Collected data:

<<<<

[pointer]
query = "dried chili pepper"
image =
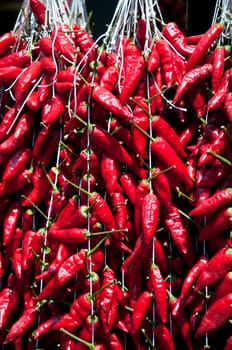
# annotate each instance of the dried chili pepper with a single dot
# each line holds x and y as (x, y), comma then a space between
(211, 274)
(215, 202)
(204, 43)
(216, 315)
(158, 287)
(150, 216)
(166, 156)
(140, 309)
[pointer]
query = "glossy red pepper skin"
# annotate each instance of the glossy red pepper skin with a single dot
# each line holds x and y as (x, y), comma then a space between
(179, 235)
(17, 163)
(162, 128)
(106, 300)
(10, 222)
(9, 74)
(211, 274)
(18, 59)
(31, 73)
(19, 135)
(162, 189)
(216, 225)
(7, 40)
(53, 109)
(204, 43)
(223, 287)
(215, 202)
(166, 61)
(129, 185)
(218, 98)
(216, 315)
(25, 321)
(110, 102)
(39, 10)
(153, 60)
(110, 145)
(63, 44)
(164, 337)
(140, 309)
(218, 66)
(150, 215)
(191, 78)
(132, 71)
(69, 267)
(158, 287)
(176, 37)
(191, 277)
(166, 157)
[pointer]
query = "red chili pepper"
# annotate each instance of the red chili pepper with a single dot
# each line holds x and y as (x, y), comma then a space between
(19, 136)
(162, 128)
(216, 315)
(228, 105)
(142, 190)
(133, 69)
(192, 276)
(181, 320)
(211, 273)
(72, 235)
(39, 11)
(223, 288)
(113, 342)
(164, 337)
(24, 322)
(53, 109)
(218, 66)
(166, 157)
(6, 122)
(106, 300)
(110, 145)
(129, 185)
(191, 78)
(81, 308)
(18, 183)
(109, 79)
(109, 172)
(153, 60)
(219, 95)
(179, 235)
(216, 225)
(215, 202)
(7, 40)
(83, 39)
(150, 216)
(110, 102)
(70, 267)
(139, 127)
(203, 45)
(158, 287)
(31, 73)
(63, 44)
(140, 309)
(32, 242)
(166, 61)
(17, 163)
(161, 188)
(18, 59)
(119, 210)
(9, 74)
(176, 37)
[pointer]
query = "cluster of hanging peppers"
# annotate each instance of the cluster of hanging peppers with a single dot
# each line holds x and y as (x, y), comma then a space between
(115, 185)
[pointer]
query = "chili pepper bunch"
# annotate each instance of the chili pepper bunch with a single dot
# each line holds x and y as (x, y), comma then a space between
(115, 187)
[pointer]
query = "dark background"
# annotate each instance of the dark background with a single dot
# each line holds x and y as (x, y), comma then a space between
(193, 16)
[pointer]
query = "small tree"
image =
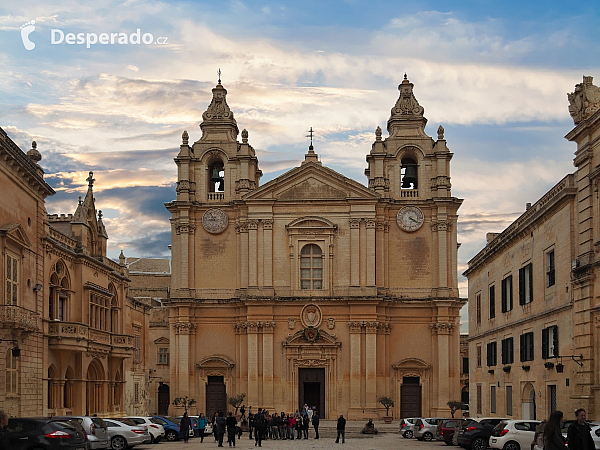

>>>>

▶ [What you are asked to do]: Return every line of the listing that contains the string "dark".

▶ [Full output]:
query = "dark background"
# annotate each instance of the dark background with a single dot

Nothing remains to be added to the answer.